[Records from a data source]
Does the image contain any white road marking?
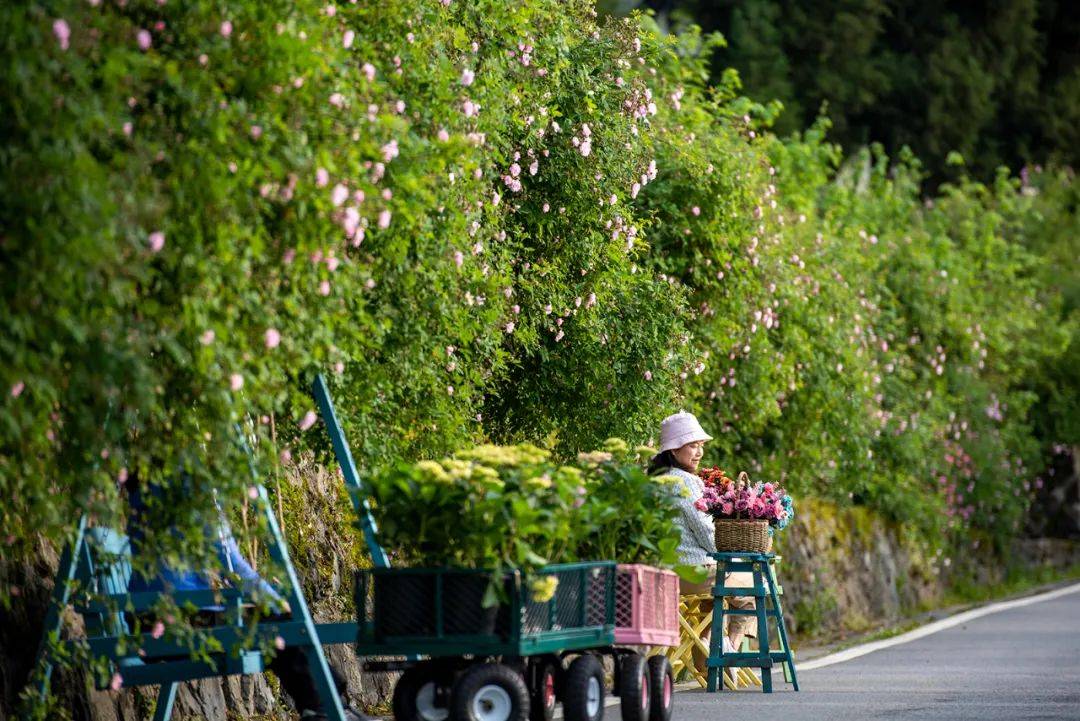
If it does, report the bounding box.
[792,581,1080,672]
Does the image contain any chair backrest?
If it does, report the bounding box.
[86,527,133,594]
[81,527,133,638]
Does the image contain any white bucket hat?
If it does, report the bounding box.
[659,410,713,452]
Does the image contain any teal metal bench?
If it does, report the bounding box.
[31,447,359,720]
[29,372,446,718]
[33,510,356,719]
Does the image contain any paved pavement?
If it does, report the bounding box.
[619,587,1080,721]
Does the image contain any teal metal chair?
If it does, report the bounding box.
[29,374,385,721]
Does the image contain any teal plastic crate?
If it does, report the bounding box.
[354,561,616,657]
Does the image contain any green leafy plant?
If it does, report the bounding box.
[570,439,684,569]
[364,444,580,576]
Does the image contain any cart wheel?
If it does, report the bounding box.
[529,659,559,721]
[394,663,451,721]
[451,663,529,721]
[563,655,605,721]
[618,654,650,721]
[646,656,674,721]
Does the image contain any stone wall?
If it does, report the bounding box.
[775,497,1080,641]
[774,497,942,638]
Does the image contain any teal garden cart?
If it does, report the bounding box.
[314,377,676,721]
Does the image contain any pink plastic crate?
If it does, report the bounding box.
[613,564,680,647]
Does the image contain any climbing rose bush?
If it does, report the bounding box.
[0,0,691,577]
[1,2,1078,715]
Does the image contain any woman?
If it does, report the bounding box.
[649,411,756,683]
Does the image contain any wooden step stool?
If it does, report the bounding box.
[707,552,799,693]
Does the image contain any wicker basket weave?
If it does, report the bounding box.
[714,519,773,553]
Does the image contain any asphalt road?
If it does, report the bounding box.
[621,587,1080,721]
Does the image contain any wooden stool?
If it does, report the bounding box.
[706,552,799,693]
[659,594,758,689]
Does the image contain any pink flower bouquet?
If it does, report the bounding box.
[694,469,795,530]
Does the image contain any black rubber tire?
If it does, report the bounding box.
[562,655,605,721]
[450,663,530,721]
[618,654,651,721]
[394,663,451,721]
[529,658,559,721]
[646,656,674,721]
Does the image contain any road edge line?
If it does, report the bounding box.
[791,580,1080,673]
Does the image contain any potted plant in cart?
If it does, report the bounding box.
[695,469,795,553]
[361,443,582,635]
[360,442,679,721]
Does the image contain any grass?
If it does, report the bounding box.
[938,562,1080,607]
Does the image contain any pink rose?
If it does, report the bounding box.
[53,19,71,50]
[264,328,281,349]
[136,29,151,51]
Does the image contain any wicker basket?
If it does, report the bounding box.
[714,519,773,553]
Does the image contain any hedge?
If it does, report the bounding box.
[2,0,1077,618]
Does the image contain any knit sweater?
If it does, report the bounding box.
[665,467,717,566]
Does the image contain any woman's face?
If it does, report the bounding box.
[672,441,705,473]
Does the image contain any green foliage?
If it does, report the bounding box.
[1,0,1075,583]
[365,440,690,577]
[571,440,684,567]
[364,444,580,576]
[2,3,1079,714]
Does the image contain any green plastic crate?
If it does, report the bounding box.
[353,561,616,657]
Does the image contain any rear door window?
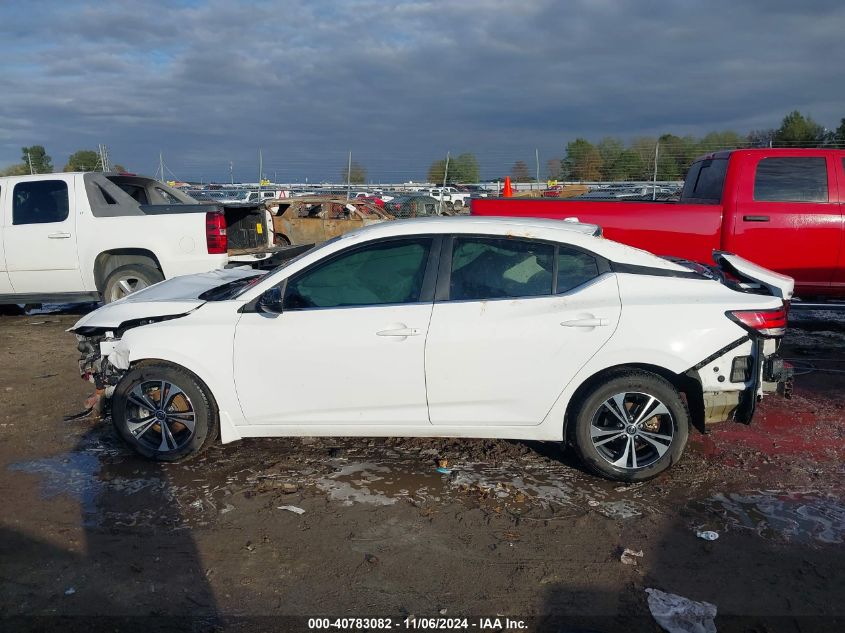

PROBLEM TO WORK ON:
Please copy the lines above from the line with "Does the image contain any cart wheel?" up to and including the line with "Does the image contain any stone wall?", exactly as written and with nothing else.

ANSWER SECTION:
Does the image contain any cart wheel?
If it does, report the bounding box.
[529,659,559,721]
[394,663,451,721]
[451,663,529,721]
[563,655,605,721]
[618,654,650,721]
[646,656,674,721]
Does the image contain any stone wall?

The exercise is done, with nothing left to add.